WHAT IS NEEDED
Print all entries below exactly, without images.

EXCERPTED DATA
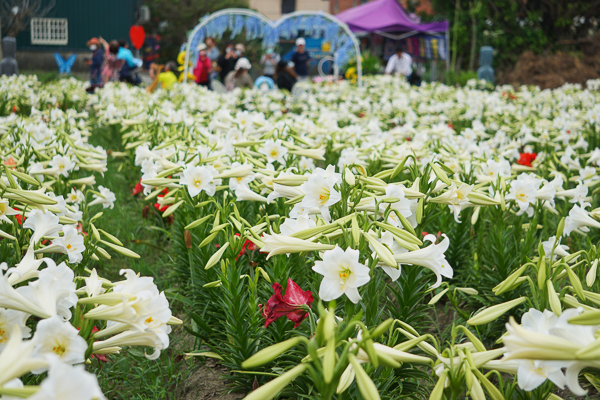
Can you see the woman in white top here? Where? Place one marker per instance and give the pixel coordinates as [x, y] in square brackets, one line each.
[401, 63]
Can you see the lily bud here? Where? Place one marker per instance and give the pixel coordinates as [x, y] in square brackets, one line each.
[561, 227]
[216, 257]
[329, 361]
[365, 385]
[590, 278]
[272, 389]
[437, 297]
[494, 312]
[508, 283]
[383, 252]
[349, 177]
[481, 199]
[576, 283]
[270, 353]
[197, 222]
[553, 299]
[438, 389]
[355, 230]
[440, 173]
[382, 328]
[121, 250]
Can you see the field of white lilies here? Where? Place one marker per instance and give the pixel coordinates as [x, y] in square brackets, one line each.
[346, 242]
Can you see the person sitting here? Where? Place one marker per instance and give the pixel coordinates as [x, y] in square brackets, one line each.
[203, 67]
[168, 78]
[286, 77]
[239, 77]
[131, 63]
[401, 63]
[96, 61]
[112, 65]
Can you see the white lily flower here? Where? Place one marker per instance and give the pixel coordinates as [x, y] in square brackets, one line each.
[107, 198]
[431, 257]
[320, 192]
[28, 268]
[198, 179]
[42, 224]
[53, 292]
[68, 382]
[560, 250]
[71, 244]
[579, 218]
[291, 226]
[6, 211]
[342, 274]
[243, 193]
[16, 359]
[9, 319]
[62, 164]
[59, 338]
[274, 151]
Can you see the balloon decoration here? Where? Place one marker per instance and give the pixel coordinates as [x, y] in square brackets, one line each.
[137, 36]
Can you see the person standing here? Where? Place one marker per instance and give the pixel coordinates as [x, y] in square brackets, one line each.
[131, 63]
[239, 77]
[286, 77]
[203, 67]
[213, 53]
[301, 59]
[401, 63]
[227, 61]
[96, 61]
[112, 65]
[269, 62]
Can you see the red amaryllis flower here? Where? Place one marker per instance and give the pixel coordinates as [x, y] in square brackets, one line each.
[18, 217]
[526, 159]
[138, 188]
[162, 208]
[289, 305]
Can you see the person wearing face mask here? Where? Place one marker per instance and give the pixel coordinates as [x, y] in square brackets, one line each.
[96, 61]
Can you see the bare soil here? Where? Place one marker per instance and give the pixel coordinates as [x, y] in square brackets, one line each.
[207, 382]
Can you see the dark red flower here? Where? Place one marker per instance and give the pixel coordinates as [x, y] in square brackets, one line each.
[162, 208]
[526, 159]
[289, 305]
[18, 217]
[138, 188]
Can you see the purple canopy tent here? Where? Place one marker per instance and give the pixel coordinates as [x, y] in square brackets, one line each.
[385, 16]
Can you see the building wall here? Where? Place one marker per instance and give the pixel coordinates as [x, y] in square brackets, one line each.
[110, 19]
[272, 8]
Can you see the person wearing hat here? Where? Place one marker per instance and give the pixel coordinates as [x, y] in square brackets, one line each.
[203, 67]
[301, 59]
[286, 77]
[96, 61]
[239, 77]
[269, 61]
[226, 61]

TASK ANSWER
Can you see the woman in white top here? Where? Place one marker per instance and give the pixel coordinates as [x, y] in square brackets, one line each.
[401, 63]
Can you see the lily bud here? Where? Place one marker per instance and give the pixel coordinates as [x, y] in square brackets, one line each.
[561, 227]
[216, 257]
[329, 361]
[365, 385]
[590, 278]
[272, 389]
[437, 297]
[494, 312]
[508, 283]
[383, 252]
[349, 177]
[481, 199]
[576, 283]
[270, 353]
[197, 222]
[553, 299]
[438, 389]
[355, 230]
[440, 173]
[382, 328]
[121, 250]
Can you see the field of white lilies here? Where? Place one marker per instance and give the pixel coordinates as [x, y] in square brackets, one line each.
[346, 242]
Can you see the person sitting here? Where? Place one marker per instance and give the pixel coordinates as [x, y] in square brackets, one line each.
[203, 67]
[168, 78]
[286, 77]
[239, 77]
[131, 63]
[401, 63]
[96, 61]
[112, 65]
Can you see the white lily flower here? Where? Place one marker per instance and give the pixel coordinates as [x, y] in square brackets, one line each.
[107, 198]
[431, 257]
[320, 192]
[28, 268]
[198, 179]
[42, 224]
[53, 292]
[68, 382]
[560, 250]
[71, 244]
[579, 218]
[291, 226]
[6, 211]
[342, 274]
[243, 193]
[16, 359]
[9, 319]
[62, 164]
[59, 338]
[274, 151]
Can you see the balloon decoration here? Where? Place one marker per instance and give the pixel coordinates as [x, y] in square brackets, one line each.
[137, 36]
Can you see the person standing here? Where? Place one marker per instance and give the pixel coordinates as [x, y] in square brackets, one line each.
[131, 63]
[239, 77]
[286, 77]
[203, 67]
[213, 53]
[301, 59]
[401, 63]
[227, 61]
[96, 61]
[112, 65]
[269, 62]
Can you see the red amaryllis flower here? Where? Place one marker per instance and give the pixel coordinates as [x, y] in square brackets, one line each.
[18, 217]
[526, 159]
[138, 188]
[162, 208]
[289, 305]
Can you see the person wearing face mask here? Where? Place one marker per instance and give the pixel coordinates as [x, y] in square brackets, one line each.
[96, 61]
Can you see the bare soil here? Where? Place one marker per instance and give the pixel coordinates as [x, y] in square brackets, one line each.
[207, 382]
Can you see the dark red flower here? Where? Place one marker per instance and give the pixel coordinates as [x, y] in square brackets, one line each.
[162, 208]
[526, 159]
[289, 305]
[18, 217]
[138, 188]
Can you see the purple canopy tent here? Where? Place one marker per instance and give the pixel coordinates as [x, y] in square brackets, one line each.
[385, 16]
Can you see the building wall here? Where? Place one marker per instance and give the pixel coordinates as [x, y] in square brackets, one line each.
[110, 19]
[272, 8]
Can you see the person wearing hat here? Where? Place one marker per instance and give the pixel coordinates as [x, y] in square brackets, one line each.
[203, 67]
[301, 59]
[286, 77]
[96, 61]
[239, 77]
[269, 61]
[226, 61]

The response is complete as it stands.